# Entries for bounding box labeling
>>>
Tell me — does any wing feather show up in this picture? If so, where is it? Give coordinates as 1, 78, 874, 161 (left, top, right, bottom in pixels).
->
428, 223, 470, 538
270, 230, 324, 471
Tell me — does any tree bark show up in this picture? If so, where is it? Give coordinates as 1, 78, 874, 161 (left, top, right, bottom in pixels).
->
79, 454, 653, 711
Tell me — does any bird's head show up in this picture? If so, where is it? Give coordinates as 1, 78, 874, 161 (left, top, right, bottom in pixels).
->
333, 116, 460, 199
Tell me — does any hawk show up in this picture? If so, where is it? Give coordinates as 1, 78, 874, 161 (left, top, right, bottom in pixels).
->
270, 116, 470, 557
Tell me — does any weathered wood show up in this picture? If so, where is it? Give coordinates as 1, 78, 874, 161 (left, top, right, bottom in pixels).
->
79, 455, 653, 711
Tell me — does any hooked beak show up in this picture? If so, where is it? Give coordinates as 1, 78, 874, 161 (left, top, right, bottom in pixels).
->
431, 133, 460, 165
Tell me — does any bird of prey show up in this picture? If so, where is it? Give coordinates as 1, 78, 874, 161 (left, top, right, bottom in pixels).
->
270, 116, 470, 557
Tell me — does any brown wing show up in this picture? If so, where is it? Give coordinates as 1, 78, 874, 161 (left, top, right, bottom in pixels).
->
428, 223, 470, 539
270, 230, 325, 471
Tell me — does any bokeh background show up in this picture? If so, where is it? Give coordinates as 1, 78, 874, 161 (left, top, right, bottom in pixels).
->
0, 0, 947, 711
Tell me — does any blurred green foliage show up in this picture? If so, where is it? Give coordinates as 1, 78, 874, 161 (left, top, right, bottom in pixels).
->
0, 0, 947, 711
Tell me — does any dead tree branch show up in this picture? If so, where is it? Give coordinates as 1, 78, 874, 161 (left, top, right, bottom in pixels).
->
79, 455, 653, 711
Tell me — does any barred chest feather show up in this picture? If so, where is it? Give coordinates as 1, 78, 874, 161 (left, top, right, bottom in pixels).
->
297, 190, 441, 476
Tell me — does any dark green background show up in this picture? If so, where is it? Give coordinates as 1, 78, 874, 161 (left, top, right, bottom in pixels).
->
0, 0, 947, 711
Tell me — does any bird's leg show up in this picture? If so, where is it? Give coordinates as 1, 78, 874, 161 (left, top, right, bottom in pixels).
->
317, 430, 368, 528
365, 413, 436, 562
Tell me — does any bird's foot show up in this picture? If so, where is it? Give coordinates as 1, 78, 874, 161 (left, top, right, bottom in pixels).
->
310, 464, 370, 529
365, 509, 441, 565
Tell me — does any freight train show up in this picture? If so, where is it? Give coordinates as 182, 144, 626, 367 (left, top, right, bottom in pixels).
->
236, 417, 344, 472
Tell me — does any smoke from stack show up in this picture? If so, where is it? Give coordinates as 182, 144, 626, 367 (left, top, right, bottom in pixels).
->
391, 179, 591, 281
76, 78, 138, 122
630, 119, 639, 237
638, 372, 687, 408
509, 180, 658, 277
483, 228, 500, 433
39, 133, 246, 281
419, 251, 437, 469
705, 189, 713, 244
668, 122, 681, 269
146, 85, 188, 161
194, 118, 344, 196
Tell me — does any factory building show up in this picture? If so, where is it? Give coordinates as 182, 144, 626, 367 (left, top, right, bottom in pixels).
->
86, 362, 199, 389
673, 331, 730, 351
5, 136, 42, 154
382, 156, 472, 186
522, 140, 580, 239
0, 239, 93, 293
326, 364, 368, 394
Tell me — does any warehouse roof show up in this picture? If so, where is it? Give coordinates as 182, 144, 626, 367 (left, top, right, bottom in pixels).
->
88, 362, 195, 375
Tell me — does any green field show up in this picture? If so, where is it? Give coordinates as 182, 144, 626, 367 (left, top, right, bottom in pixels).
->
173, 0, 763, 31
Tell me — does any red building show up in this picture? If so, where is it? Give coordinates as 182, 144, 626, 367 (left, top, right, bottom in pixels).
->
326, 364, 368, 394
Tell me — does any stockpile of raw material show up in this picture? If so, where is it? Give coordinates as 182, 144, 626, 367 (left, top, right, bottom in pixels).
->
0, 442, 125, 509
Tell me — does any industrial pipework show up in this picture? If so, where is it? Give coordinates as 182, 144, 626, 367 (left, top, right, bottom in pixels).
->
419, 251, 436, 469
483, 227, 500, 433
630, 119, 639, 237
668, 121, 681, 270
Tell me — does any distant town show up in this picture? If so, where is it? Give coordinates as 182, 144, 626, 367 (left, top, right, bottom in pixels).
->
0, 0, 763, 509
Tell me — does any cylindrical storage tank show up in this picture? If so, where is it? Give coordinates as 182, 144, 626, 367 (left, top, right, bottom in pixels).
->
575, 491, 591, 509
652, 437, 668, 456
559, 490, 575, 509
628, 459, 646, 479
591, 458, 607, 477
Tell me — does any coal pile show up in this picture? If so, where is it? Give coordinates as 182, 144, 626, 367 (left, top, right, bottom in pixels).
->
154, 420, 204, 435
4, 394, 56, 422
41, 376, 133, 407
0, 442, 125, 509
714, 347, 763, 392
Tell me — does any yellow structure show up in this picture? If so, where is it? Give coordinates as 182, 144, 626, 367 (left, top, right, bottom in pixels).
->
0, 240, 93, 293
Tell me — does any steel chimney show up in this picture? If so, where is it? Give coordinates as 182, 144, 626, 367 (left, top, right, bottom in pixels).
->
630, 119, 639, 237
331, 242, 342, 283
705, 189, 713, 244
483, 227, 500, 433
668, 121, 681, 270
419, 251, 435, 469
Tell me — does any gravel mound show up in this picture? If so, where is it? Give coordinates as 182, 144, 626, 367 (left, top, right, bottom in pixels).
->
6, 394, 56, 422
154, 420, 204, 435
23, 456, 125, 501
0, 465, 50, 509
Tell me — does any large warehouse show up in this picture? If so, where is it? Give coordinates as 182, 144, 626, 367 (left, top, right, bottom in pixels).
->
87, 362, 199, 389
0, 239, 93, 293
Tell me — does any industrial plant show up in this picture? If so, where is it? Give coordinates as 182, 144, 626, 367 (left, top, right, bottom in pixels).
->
<<<
# Work required
Output each line of these records without changing anything.

# Full output
Tell me — does any wing feather show up in this picture? If so, where is it? Give coordinates as 1, 78, 874, 161 (left, top, right, bottom in pixels).
->
428, 223, 470, 538
270, 230, 324, 471
Tell me — does any tree bark show up in this picture? If so, where is it? Give coordinates as 1, 78, 874, 161 (left, top, right, bottom in pixels).
->
79, 454, 653, 711
Tell me — does any bird's head show up in this picture? If so, where is it? Give coordinates as 1, 78, 874, 161 (left, top, right, bottom in pixels).
->
333, 116, 460, 199
Tell me — does any hawk show up in this picture? If so, where is it? Give coordinates as 1, 78, 874, 161 (left, top, right, bottom in pixels).
->
270, 116, 470, 557
Tell me — does any weathered wood show up in this picture? If so, where is it? Give coordinates as 1, 78, 874, 161 (left, top, right, bottom in pixels).
->
79, 455, 653, 711
Tell me — does any hooked beak show up in this picture? If so, where is it? Give coordinates as 1, 78, 874, 161 (left, top, right, bottom in pixels).
->
431, 133, 460, 165
Tell me — does any bird of prey show up in this picture? If so, where is it? Give coordinates as 1, 78, 874, 161 (left, top, right, bottom in pixels).
->
270, 116, 470, 557
Tell me — does any brown wing show up in this picture? If so, where is it? Give coordinates as 1, 78, 874, 161 (left, top, right, bottom in pixels).
->
428, 223, 470, 539
270, 230, 325, 471
Tell me — does any bokeh background show up in this picture? If so, where is it? Give coordinates as 1, 78, 874, 161 (left, top, right, bottom in pixels).
->
0, 0, 947, 711
Tell me — does any blurred green foliage show up in this picture? If so, where is it? Give coordinates as 1, 78, 874, 161 (left, top, right, bottom in pixels).
->
0, 0, 947, 711
Tell me — does any dead tree branch show up in this picture? If so, where is it? Give coordinates as 1, 78, 874, 161 (left, top, right, bottom in pixels).
->
79, 455, 653, 711
Tell me — does any barred chest feather show up in this picture? If so, where is it? Give coordinates as 1, 78, 874, 161 (left, top, right, bottom in pixels).
->
297, 190, 441, 476
Tell me — does any dark green background show up in this picture? If so, where is it? Give coordinates as 1, 78, 874, 161 (left, top, right, bottom in pixels).
->
0, 0, 947, 711
Tell me — does any bird's leg show up in this picture? If so, where is it? Give coordinates as 1, 78, 874, 161 (left, top, right, bottom in pixels).
->
317, 430, 368, 528
365, 413, 436, 562
Tell me — does any bird's foot show up in this picture? If so, where is it? Give coordinates as 1, 78, 874, 161 (left, top, right, bottom in pixels).
->
310, 464, 370, 529
365, 509, 441, 565
Tell me — does any freight train show up in this picture? If so, where is it? Give coordinates as 182, 144, 626, 367 (left, top, right, bottom in pixels).
->
236, 417, 344, 472
Tell me — does any smoke from stack show up in this picture? If so, where is it? Give coordinates as 182, 144, 626, 367 (left, top, right, bottom in pixels).
->
391, 179, 591, 281
76, 78, 138, 122
630, 119, 639, 237
638, 372, 687, 408
509, 180, 658, 277
483, 228, 500, 433
39, 133, 246, 281
419, 251, 437, 469
705, 189, 713, 244
668, 122, 681, 269
146, 85, 188, 161
194, 118, 344, 196
Tell me — does any factory building show up in this picture? If so, where is it? Give coordinates as 182, 144, 626, 367 (left, top, right, bottom in pixels).
->
86, 362, 199, 389
673, 331, 730, 351
5, 136, 42, 154
382, 156, 472, 186
522, 140, 580, 239
0, 239, 93, 293
326, 364, 368, 394
Tell me — does any warehouse roof show up in this picture? If so, where is it? Give coordinates as 182, 144, 626, 367 (left, top, right, bottom in pixels).
->
88, 362, 195, 375
Tell me — does any green field show up in this picture? If so, where is it? Give coordinates as 182, 144, 626, 367 (left, top, right, bottom in pixels).
->
173, 0, 763, 31
Tell me — does any red building show up in this picture? If so, where is it? Give coordinates as 182, 144, 626, 367 (left, top, right, bottom in pixels).
->
326, 364, 368, 394
Tell me — does any stockpile of raw material show up in this picture? If so, where is it? Give coordinates as 182, 144, 626, 367 (left, top, right, bottom in pixels).
->
0, 442, 125, 509
Tell me — does any industrial pipework show up in this picture? If so, where is it? Give coordinates as 182, 144, 626, 367 (left, top, right, bottom in pixels).
->
419, 251, 436, 469
483, 227, 500, 433
630, 119, 639, 237
668, 121, 681, 270
Tell me — does any distant town show up in this picture? If so, where is it? Give coordinates as 182, 144, 626, 367 (left, top, right, bottom in pixels).
->
0, 0, 763, 509
Tell me — does any cylindrical storage tank show up in this picture? If so, where is it? Give coordinates as 182, 144, 626, 367 (left, top, right, bottom in pixels).
->
575, 491, 591, 509
652, 437, 668, 456
559, 490, 575, 509
628, 459, 646, 479
591, 458, 607, 477
Tell me — does any coal pile show up in this picture? If so, where is it? Give coordinates as 182, 144, 626, 367 (left, top, right, bottom in pixels).
->
154, 420, 204, 435
4, 394, 56, 422
41, 376, 133, 407
0, 442, 125, 509
714, 347, 763, 392
Tell me — does any yellow structure show up in this picture? If so, where is it? Give coordinates as 182, 144, 626, 367 (left, top, right, bottom in pixels).
->
0, 240, 93, 293
Tell me — does any steel chimney show up in this picture? If so, where is it? Give coordinates as 182, 144, 626, 367 (left, top, right, bottom in pixels).
->
630, 119, 639, 237
331, 242, 342, 283
705, 189, 713, 244
483, 227, 500, 433
668, 121, 681, 270
419, 251, 435, 469
Tell me — does any gravel mound show up in this picture? If so, where is it? Give coordinates as 182, 144, 626, 367 (left, top, right, bottom in pixels).
->
6, 394, 56, 422
154, 420, 204, 435
23, 456, 125, 501
0, 465, 50, 509
Tell me — does any large warehouse show up in this picture? If so, where is it? Give coordinates as 182, 144, 626, 367 (left, top, right, bottom in pixels).
->
87, 362, 199, 389
0, 239, 93, 293
Tell me — does any industrial plant show up in this picture? If so, where is it? Give coordinates as 182, 144, 626, 367 (left, top, right, bottom in pixels).
->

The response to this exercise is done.